THE PROBLEM –
Keep the pictures out and restate every record exactly.

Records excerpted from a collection
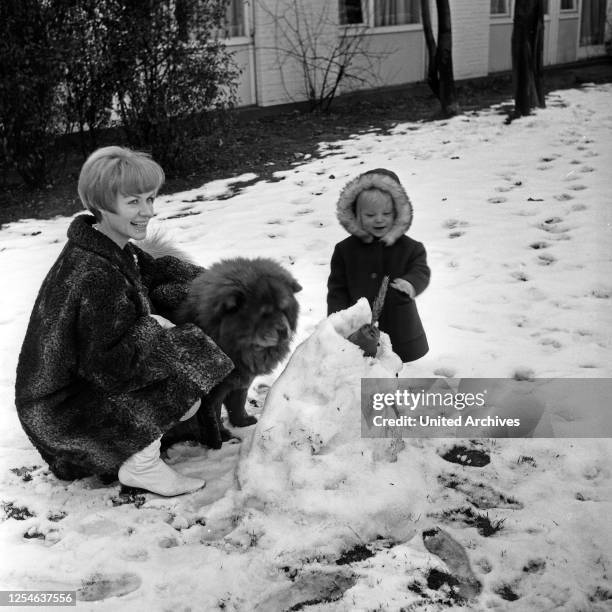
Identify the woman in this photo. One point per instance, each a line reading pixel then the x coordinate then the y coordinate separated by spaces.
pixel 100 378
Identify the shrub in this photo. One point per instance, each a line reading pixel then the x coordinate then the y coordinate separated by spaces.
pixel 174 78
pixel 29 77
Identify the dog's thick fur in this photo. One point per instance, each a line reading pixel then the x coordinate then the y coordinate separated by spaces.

THE ANSWER –
Identify the woman in this photo. One point per instance, each a line reading pixel then the x coordinate then the y coordinate separated by spaces.
pixel 100 378
Identify the shrub in this photo. One point per instance, each a line reading pixel then the x coordinate then the y coordinate separated by spaces.
pixel 174 78
pixel 29 77
Identify the dog's thick fur in this photo. One point per instance, each a line reading pixel then the x coordinate then the y coordinate separated by spaces.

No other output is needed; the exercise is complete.